***** Выбранный отрывок *****
Вышел Маяковский. Он взошел на трибуну, без грима, в своем собственном костюме. Он был как бы над толпою, над городом; ведь он — сын города, и город воздвиг ему памятник. За что? Хотя бы за то, что он поэт. «Издевайтесь надо мною! — словно говорил Маяковский, — я стою, как памятник, среди вас. Смейтесь, я — поэт. Я нищий и принц в одно и то же время. Я — рыцарь на час. Мое богатство и мое утешение — {279} любовь. Моя радость в том, что я поэт. Я — стремление, вы подножие. Я иду на вас, против вас и с вами — но иду над вами. Я великолепен в это мгновение, ибо вы — жалки. Вы — стадо, я — вождь. Но я люблю вас. Я одинок, я голоден, я нищий… Почему? Только потому, что я — поэт, только потому, что я чувствую и страдаю. Вот мои грезы, — возьмите их, если можете. Вот моя трагедия — вы не сумеете взять ее»…

Всего этого, разумеется, не говорил Маяковский, но мне казалось, что он говорил так. Потом он сел на картон, изображающий полено. Потом стал говорить тысячелетний старик: все картонные куклы — это его сны, сны человеческой души, одинокой, забытой, затравленной в хаосе движений.
*****
#### [Суть задания]
Обновите часть отрывка о выступлении Маяковского, начав с фразы, где есть слова «Всего этого, разумеется, не», и закончив словами «в хаосе движений.». В этом фрагменте замените «тысячелетний старик» на «древний старик».
***** Исходный материал *****
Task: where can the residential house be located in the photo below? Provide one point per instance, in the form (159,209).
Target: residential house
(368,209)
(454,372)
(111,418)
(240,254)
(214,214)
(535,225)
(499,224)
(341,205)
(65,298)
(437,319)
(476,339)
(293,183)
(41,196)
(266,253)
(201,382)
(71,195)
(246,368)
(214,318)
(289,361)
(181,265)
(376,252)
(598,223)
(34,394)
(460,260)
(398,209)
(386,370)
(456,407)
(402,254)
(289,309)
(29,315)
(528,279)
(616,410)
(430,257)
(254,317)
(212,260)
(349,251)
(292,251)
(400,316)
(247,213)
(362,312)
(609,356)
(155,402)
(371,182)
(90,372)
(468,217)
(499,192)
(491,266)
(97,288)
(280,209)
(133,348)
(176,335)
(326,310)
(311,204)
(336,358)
*****
#### [Решение задачи]
Всего этого, разумеется, не говорил Маяковский, но мне казалось, что он говорил так. Потом он сел на картон, изображающий полено. Потом стал говорить древний старик: все картонные куклы — это его сны, сны человеческой души, одинокой, забытой, затравленной в хаосе движений.